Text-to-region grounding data

*** Block opens ***

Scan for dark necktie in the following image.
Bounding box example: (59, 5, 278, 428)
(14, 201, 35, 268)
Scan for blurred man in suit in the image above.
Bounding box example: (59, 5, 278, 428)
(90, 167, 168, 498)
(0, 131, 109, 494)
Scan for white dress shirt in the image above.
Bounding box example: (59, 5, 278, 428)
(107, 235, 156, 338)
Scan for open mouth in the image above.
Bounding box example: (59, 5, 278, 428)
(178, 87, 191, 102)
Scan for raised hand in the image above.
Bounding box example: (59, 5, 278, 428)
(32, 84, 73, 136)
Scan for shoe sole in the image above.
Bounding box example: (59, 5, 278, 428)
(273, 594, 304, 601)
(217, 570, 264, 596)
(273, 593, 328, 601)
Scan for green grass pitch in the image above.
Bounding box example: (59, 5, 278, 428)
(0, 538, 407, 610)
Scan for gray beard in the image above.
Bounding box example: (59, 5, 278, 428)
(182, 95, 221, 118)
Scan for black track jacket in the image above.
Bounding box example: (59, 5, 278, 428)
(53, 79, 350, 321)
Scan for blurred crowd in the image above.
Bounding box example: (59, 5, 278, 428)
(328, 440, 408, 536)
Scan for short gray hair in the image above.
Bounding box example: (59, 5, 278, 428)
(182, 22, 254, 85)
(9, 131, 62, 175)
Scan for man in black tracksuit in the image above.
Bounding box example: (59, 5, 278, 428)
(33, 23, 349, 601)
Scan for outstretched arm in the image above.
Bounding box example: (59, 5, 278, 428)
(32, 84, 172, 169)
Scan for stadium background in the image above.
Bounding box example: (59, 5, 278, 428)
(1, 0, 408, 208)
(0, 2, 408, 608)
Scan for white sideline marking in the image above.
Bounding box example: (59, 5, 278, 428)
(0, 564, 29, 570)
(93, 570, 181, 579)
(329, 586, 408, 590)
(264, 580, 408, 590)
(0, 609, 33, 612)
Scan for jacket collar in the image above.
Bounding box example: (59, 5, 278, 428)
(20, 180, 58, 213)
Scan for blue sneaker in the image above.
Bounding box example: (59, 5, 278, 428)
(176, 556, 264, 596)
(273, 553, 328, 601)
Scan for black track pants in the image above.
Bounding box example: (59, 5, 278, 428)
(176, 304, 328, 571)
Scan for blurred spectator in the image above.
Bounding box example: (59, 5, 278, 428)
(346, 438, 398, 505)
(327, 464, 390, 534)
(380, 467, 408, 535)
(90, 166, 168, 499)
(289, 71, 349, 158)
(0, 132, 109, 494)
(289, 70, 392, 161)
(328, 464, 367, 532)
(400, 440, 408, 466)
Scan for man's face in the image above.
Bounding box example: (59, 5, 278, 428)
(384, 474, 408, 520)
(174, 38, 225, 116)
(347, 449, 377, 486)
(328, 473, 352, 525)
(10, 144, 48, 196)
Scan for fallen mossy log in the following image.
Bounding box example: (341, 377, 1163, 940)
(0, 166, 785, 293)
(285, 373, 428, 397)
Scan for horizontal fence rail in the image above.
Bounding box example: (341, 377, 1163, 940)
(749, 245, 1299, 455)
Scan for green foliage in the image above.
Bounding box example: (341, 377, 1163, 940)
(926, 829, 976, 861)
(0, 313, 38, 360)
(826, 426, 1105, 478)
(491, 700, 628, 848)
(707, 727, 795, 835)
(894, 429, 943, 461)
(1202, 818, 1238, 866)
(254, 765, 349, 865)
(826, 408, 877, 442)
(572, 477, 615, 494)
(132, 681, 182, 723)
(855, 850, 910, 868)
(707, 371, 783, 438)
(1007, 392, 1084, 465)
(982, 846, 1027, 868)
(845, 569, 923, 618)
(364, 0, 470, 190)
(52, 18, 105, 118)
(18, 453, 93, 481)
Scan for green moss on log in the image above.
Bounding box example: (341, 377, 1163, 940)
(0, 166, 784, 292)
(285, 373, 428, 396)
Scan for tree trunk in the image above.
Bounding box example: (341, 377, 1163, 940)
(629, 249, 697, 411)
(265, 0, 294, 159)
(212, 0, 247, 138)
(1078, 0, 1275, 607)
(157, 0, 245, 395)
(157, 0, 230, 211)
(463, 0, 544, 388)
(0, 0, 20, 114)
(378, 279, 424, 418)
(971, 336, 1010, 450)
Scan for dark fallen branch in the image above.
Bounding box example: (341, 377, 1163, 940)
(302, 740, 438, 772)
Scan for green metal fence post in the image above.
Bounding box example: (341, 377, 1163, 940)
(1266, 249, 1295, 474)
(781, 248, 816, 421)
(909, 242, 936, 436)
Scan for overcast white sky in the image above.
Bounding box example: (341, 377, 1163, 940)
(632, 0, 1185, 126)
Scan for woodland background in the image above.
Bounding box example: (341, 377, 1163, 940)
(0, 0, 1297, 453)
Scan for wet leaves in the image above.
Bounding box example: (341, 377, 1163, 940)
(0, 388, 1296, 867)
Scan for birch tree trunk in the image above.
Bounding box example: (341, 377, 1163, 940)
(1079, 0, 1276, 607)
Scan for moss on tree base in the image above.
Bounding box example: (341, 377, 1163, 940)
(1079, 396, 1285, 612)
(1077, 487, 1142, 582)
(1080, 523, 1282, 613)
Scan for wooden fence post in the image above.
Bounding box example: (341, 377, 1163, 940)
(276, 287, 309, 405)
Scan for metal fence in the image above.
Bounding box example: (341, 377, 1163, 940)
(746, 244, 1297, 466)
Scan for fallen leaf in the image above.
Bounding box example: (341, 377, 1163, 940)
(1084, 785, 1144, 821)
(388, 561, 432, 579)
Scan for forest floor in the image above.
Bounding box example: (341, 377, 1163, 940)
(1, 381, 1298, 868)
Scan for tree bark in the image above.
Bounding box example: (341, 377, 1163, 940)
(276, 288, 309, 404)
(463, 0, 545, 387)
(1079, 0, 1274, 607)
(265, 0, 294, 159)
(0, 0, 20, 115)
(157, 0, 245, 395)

*** Block closes ***

_EXERCISE INSTRUCTIONS_
Give again, exactly as written, every line from the first one above through the line that has "Scan for blurred crowd in the image above." in it.

_FINISHED TASK_
Scan for dark necktie in the following image.
Bounding box example: (59, 5, 278, 428)
(14, 201, 35, 268)
Scan for blurred man in suit in the image above.
Bounding box example: (59, 5, 278, 428)
(90, 167, 168, 498)
(0, 131, 109, 494)
Scan for white dress shirt in the image above.
Bounding box example: (59, 5, 278, 428)
(107, 235, 156, 338)
Scan for open mouth in the image above.
Bounding box example: (59, 5, 278, 428)
(178, 87, 191, 102)
Scan for raised hand in the image above.
Bounding box example: (59, 5, 278, 428)
(32, 84, 73, 136)
Scan for shoe sole in the image above.
Bounding box example: (59, 5, 278, 428)
(273, 594, 304, 601)
(217, 570, 264, 596)
(273, 593, 328, 601)
Scan for green grass pitch in the image above.
Bounding box example: (59, 5, 278, 428)
(0, 538, 407, 610)
Scan for gray beard in the image above.
Bounding box example: (59, 5, 278, 428)
(182, 95, 221, 118)
Scan for black track jacket in the image above.
Bounding box example: (59, 5, 278, 428)
(53, 79, 350, 321)
Scan for blurred crowd in the image above.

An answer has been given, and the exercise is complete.